Data listing:
┄┄┄┄┄┄┄┄┄┄┄┄┄┄┄┄┄┄┄┄
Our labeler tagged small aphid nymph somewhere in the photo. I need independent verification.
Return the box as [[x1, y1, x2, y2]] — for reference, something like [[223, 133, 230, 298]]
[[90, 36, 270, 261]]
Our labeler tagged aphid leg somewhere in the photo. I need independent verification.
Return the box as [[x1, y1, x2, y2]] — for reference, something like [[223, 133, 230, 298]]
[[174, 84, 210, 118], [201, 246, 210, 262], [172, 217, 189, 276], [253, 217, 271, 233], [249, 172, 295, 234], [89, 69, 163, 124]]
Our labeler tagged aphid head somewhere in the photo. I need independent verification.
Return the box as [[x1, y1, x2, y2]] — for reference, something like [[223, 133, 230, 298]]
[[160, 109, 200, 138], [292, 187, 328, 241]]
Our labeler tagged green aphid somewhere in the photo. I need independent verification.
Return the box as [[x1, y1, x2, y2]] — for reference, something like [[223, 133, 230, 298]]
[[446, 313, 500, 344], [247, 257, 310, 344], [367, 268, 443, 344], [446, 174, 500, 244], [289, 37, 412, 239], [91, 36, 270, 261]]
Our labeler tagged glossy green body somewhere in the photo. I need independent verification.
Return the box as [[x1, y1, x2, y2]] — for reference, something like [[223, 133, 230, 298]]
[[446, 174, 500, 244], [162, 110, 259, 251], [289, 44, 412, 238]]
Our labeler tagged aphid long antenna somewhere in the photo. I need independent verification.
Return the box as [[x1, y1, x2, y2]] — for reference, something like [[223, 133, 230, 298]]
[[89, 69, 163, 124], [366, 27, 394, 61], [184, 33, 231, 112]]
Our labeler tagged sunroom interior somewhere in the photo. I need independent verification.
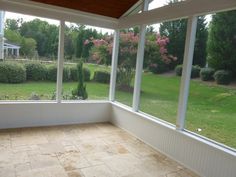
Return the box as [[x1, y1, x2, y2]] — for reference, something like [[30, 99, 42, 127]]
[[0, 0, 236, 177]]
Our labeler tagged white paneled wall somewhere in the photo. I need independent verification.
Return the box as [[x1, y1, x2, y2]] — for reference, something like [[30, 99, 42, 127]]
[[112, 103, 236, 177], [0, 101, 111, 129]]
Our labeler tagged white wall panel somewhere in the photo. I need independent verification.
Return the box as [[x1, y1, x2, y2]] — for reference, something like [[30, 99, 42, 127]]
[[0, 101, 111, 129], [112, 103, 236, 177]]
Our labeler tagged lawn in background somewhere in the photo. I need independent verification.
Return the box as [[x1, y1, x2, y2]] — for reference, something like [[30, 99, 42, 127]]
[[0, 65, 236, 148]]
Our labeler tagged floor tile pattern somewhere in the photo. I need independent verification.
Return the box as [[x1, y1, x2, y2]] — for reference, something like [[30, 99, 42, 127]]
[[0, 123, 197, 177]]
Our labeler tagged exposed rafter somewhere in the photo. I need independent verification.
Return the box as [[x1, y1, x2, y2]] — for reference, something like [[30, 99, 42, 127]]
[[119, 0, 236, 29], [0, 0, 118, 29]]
┄┄┄┄┄┄┄┄┄┄┄┄┄┄┄┄┄┄┄┄
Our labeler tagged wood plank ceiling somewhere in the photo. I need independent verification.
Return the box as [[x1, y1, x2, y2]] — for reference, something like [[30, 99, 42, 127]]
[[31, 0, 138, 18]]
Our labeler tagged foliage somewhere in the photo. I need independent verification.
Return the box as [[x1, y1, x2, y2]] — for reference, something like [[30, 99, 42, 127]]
┄┄┄┄┄┄┄┄┄┄┄┄┄┄┄┄┄┄┄┄
> Stated goal
Render the items starting at the line that contains "Our labeler tagged small" and ending at the line that contains "[[0, 101, 111, 129], [112, 103, 236, 177]]" as a Markdown table with the columns Row and Line, one numbered row per nonblank line. Leave out any pictures.

> Output of the task
| Row | Line |
|---|---|
| 1 | Our labeler tagged small aphid nymph somewhere in the photo. I need independent verification. |
| 2 | Return the box as [[x1, y1, x2, y2]] — for reference, something like [[223, 133, 230, 298]] |
| 3 | [[90, 36, 270, 261]] |
| 4 | Our labeler tagged aphid leg somewhere in the photo. I need independent verification. |
| 5 | Return the box as [[x1, y1, x2, y2]] — for reference, something like [[223, 133, 230, 298]] |
| 6 | [[174, 84, 210, 118], [201, 246, 210, 262], [172, 217, 189, 276], [253, 217, 271, 233], [249, 172, 295, 234], [89, 69, 163, 124]] |
| 7 | Our labeler tagged aphid head somewhere in the photo. I need independent verification. |
| 8 | Return the box as [[x1, y1, x2, y2]] — for reference, something like [[223, 133, 230, 298]] |
| 9 | [[160, 109, 200, 138], [292, 187, 328, 241]] |
| 10 | Our labeler tagged green aphid somewhere in the photo. I need independent verification. |
| 11 | Return the box as [[x1, y1, x2, y2]] — for reference, something like [[223, 133, 230, 298]] |
| 12 | [[446, 313, 500, 344], [247, 257, 310, 344], [367, 268, 443, 344], [446, 174, 500, 244], [289, 37, 412, 239], [91, 36, 270, 261]] |
| 13 | Our labeler tagged glossy green body somewhere in the photo. I need independent verification. |
| 14 | Return the box as [[x1, y1, x2, y2]] — for reference, something like [[223, 133, 230, 298]] |
| 15 | [[446, 174, 500, 244], [162, 110, 259, 251], [289, 44, 412, 238]] |
| 16 | Our labeler tagged aphid long antenna somewhere in the photo. I need independent verification. |
| 17 | Return the box as [[x1, y1, x2, y2]] — for reference, something like [[223, 133, 230, 298]] |
| 18 | [[89, 69, 163, 124], [366, 27, 394, 61], [184, 33, 231, 112]] |
| 19 | Our labeler tagged sunroom interior somewhere in the photo. I need independent verification. |
| 20 | Return the box as [[x1, y1, x2, y2]] — for reference, something like [[30, 99, 42, 127]] |
| 21 | [[0, 0, 236, 177]] |
| 22 | Our labeler tagged white paneled wall somewhere in the photo. I need independent verification. |
| 23 | Return the box as [[x1, y1, x2, y2]] — for reference, something like [[30, 99, 42, 127]] |
| 24 | [[112, 103, 236, 177], [0, 101, 111, 129]] |
| 25 | Our labeler tagged white wall panel somewhere in the photo. I need independent verification. |
| 26 | Return the box as [[x1, y1, x2, y2]] — for reference, something like [[30, 99, 42, 127]] |
| 27 | [[0, 101, 111, 129], [112, 103, 236, 177]] |